Text segment
This underground station has two tracks and two side platforms which are slightly offset. The station is served by the 2 train at all times and by the 5 train on weekdays during the day. It is between Church Avenue to the south and Sterling Street to the north. Both platforms have their original 1920s Dual Contracts era tiling. The name tablets read "WINTHROP ST." in gold lettering on a blue background with a green and brown border. The trim line consists of a light brown center surrounded by green lines and a darker brown border. "W" tablets on a blue background and brown border run along the trim line at regular intervals.

Fixed platform barriers, which are intended to prevent commuters falling to the tracks, are positioned near the platform edges. At either ends of each platform, where they were extended in the 1960s to accommodate the current standard "A" Division train length of 510 feet (160 m), there are white tiles with name tablets reading "WINTHROP ST" in white sans serif face spelled on a blue background at regular intervals. All columns in the station are I-beams and are painted green.

Tasks for this exercise
a. Based on the Winthrop Street station description, why were the ends of each platform extended in the 1960s?
b. Pick up the Winthrop Street station description after its final sentence and carry it on.

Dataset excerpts
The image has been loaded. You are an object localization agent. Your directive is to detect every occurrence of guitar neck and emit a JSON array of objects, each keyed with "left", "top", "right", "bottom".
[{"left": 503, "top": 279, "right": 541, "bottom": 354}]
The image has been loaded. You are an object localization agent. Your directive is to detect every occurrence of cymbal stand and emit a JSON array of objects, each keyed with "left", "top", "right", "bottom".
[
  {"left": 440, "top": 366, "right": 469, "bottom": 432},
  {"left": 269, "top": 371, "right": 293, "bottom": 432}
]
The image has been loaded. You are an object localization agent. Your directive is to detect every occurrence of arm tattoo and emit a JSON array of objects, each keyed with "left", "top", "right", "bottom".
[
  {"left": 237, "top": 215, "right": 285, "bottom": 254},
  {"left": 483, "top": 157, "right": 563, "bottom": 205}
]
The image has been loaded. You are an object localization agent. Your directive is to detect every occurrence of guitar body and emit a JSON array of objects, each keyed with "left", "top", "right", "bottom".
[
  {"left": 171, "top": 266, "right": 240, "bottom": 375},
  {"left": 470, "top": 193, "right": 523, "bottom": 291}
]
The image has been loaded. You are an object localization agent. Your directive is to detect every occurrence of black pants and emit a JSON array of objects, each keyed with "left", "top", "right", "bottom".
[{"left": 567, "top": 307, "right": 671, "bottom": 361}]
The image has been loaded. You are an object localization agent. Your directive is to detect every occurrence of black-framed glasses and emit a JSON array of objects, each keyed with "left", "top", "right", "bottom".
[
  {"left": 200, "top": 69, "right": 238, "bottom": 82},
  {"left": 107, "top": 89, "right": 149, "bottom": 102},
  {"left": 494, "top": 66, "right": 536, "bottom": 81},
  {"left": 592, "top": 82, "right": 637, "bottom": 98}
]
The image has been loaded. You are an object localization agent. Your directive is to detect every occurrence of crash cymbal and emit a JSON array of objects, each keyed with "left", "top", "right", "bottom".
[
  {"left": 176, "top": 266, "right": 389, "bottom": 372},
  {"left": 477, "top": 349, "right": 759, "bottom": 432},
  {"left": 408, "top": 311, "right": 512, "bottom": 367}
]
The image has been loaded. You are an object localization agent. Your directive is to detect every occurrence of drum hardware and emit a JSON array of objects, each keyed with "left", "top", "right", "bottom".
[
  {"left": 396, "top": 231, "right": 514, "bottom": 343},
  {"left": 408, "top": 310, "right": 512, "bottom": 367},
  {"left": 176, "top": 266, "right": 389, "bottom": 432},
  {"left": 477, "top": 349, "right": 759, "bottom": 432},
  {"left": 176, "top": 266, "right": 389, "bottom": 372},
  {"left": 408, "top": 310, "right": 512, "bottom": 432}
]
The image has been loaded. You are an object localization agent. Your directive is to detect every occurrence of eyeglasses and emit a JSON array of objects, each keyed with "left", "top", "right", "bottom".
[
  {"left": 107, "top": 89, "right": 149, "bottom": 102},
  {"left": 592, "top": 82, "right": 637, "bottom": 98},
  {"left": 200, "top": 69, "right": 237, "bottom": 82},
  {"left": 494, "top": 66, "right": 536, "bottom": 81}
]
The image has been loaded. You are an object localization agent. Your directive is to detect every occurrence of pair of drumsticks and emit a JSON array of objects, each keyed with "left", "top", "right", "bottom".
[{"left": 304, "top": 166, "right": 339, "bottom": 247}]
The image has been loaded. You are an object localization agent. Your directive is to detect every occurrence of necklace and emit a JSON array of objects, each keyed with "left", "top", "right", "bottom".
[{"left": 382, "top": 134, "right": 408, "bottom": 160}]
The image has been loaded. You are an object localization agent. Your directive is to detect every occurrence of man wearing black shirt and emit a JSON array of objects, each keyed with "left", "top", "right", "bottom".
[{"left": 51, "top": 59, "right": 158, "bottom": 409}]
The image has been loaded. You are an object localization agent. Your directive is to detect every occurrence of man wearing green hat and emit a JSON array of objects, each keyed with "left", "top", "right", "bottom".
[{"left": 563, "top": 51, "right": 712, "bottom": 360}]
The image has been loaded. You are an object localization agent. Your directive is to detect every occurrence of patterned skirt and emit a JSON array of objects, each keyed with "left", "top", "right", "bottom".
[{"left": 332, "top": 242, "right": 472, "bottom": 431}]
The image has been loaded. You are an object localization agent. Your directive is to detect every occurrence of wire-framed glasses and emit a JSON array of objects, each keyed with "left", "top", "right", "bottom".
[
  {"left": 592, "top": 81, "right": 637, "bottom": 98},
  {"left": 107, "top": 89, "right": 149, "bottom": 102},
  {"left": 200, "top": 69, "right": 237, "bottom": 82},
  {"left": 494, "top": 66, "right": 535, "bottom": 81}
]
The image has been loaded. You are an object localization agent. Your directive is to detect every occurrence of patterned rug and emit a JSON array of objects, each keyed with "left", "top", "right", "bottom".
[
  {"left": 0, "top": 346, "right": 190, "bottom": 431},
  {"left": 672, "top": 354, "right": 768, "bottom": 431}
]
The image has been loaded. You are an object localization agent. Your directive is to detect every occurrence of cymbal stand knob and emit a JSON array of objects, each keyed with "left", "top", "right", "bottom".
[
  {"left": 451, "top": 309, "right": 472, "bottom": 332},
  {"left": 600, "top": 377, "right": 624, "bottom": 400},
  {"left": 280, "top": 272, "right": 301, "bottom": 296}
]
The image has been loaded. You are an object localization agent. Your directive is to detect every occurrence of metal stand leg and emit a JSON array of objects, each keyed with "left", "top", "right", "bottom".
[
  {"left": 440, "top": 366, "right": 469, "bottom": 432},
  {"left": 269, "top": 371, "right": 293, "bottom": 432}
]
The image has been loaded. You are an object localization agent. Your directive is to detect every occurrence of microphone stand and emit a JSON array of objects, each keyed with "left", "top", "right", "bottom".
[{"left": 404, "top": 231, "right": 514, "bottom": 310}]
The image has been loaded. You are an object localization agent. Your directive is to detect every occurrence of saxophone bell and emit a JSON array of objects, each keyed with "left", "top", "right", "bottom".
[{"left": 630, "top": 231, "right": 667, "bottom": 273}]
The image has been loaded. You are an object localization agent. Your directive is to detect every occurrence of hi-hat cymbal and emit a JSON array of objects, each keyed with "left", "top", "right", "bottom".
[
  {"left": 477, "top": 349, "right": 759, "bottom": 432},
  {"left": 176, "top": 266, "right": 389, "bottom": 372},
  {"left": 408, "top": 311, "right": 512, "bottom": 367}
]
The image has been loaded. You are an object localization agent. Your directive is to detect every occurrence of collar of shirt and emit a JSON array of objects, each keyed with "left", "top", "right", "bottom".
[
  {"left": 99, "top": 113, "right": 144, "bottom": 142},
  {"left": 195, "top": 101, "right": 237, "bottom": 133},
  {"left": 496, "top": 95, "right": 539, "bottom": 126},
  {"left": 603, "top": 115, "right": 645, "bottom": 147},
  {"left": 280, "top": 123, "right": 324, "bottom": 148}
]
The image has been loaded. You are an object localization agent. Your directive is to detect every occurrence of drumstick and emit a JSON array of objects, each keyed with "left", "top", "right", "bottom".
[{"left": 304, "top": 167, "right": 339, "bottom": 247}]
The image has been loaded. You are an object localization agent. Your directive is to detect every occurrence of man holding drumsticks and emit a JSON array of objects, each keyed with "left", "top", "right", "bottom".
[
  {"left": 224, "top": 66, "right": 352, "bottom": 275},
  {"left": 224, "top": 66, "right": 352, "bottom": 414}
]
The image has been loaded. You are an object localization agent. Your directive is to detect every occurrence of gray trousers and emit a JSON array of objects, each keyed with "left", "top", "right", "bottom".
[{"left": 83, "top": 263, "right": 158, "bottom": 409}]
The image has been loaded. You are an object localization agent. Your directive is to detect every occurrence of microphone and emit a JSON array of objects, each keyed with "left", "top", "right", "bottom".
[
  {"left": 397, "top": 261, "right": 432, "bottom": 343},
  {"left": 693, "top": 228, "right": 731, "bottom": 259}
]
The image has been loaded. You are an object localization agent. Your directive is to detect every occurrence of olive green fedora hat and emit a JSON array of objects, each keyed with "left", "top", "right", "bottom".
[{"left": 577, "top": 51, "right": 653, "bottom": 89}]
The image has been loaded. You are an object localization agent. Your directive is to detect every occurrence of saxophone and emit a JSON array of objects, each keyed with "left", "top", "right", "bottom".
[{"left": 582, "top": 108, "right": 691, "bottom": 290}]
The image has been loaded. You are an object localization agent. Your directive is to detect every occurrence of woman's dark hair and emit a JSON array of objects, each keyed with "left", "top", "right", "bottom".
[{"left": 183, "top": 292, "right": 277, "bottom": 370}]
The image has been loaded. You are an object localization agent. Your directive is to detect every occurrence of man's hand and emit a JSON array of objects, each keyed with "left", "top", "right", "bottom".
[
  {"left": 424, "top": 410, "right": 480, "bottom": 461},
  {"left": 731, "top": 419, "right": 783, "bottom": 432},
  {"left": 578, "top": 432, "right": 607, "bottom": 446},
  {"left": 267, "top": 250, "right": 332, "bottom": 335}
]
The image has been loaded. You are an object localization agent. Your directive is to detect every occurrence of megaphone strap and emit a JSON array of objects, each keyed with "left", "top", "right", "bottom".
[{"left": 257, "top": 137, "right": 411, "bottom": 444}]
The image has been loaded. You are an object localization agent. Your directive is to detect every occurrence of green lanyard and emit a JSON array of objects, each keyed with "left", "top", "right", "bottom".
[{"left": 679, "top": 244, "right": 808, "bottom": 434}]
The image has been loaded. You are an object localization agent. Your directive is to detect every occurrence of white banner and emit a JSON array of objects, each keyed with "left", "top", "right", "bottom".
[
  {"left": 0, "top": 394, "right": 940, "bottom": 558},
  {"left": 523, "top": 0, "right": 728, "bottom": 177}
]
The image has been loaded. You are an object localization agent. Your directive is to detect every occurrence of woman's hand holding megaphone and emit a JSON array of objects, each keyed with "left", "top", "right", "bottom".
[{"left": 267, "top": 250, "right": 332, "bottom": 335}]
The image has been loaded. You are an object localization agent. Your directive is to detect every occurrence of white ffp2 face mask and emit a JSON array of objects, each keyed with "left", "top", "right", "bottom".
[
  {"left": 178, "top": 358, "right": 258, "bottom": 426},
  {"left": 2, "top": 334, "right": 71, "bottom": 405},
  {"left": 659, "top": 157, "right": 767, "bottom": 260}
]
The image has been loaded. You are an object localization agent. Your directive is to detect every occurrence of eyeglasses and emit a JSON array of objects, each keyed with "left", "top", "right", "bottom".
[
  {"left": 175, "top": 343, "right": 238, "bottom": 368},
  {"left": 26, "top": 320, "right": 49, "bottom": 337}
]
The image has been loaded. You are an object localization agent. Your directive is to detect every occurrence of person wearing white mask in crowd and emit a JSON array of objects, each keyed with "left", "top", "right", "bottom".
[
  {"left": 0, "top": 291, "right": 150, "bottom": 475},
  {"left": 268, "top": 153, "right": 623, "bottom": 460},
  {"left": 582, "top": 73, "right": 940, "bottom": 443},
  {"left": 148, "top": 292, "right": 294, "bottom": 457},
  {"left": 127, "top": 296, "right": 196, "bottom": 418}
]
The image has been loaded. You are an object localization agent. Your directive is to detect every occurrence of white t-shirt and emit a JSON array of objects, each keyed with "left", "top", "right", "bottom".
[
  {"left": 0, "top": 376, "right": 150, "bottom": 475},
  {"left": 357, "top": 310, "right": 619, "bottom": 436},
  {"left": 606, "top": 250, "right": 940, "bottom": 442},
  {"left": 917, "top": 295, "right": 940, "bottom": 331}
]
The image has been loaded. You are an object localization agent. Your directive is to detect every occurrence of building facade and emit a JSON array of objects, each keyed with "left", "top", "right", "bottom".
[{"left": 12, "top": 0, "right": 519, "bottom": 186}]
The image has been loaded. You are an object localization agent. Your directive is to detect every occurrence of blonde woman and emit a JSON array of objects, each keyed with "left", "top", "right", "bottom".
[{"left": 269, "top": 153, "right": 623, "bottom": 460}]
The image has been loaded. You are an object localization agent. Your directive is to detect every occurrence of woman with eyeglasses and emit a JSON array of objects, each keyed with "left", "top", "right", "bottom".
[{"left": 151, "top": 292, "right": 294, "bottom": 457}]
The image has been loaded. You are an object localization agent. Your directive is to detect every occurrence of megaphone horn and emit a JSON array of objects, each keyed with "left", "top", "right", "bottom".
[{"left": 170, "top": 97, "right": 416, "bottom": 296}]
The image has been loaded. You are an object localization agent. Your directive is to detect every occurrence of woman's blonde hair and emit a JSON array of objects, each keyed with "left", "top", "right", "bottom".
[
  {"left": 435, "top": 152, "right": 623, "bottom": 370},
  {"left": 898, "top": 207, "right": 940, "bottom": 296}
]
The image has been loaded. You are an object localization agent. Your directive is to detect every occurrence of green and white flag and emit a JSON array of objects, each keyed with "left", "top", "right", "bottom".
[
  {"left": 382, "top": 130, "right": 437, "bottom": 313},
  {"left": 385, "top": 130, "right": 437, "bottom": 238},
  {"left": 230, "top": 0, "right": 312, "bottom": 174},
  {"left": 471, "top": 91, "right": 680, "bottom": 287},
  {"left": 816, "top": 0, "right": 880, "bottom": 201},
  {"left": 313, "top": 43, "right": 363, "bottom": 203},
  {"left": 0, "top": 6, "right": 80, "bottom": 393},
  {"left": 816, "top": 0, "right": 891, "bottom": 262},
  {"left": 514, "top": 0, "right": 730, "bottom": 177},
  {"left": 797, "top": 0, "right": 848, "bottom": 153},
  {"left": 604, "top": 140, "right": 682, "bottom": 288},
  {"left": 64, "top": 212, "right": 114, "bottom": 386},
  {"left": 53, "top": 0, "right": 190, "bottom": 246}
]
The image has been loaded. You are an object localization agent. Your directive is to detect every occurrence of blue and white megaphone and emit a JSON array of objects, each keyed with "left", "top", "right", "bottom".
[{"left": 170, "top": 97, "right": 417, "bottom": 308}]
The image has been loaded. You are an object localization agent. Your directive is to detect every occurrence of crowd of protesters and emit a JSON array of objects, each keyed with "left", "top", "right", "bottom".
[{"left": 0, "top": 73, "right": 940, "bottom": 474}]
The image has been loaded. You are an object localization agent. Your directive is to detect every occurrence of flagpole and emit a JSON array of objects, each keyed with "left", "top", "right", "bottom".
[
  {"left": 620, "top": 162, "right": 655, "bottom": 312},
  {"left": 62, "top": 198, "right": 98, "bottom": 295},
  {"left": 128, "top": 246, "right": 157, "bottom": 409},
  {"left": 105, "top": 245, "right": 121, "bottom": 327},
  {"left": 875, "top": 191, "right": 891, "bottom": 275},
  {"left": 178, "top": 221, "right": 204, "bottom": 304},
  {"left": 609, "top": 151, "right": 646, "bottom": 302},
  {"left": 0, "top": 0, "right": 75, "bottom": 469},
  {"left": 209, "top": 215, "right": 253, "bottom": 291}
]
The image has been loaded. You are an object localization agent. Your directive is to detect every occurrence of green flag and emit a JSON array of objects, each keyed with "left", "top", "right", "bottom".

Answers in order
a. They were extended to fit the current standard "A" Division train length of 510 feet (160 m).

b.
===Exits===
Each platform has one fare control area one block apart from each other and there are no crossovers or crossunders to allow free transfers between directions. The one on the Manhattan-bound side, located on platform level, has a turnstile bank, token booth, and one staircase going up to the northeast corner of Winthrop Street and Nostrand Avenue.

The fare control area on the Flatbush Avenue-bound platform is unstaffed. Two ten-step staircases go up to a mezzanine where two exit-only turnstiles and one High Entry/Exit Turnstiles provides access to/from the station. Outside fare control, there is a single staircase going up to the southwest corner of Parkside and Nostrand Avenues, one block south of the staircase to the Manhattan-bound fare control area. Mosaic directional signs on the southbound platform indicate that it used to have an exit to Winthrop Street as well.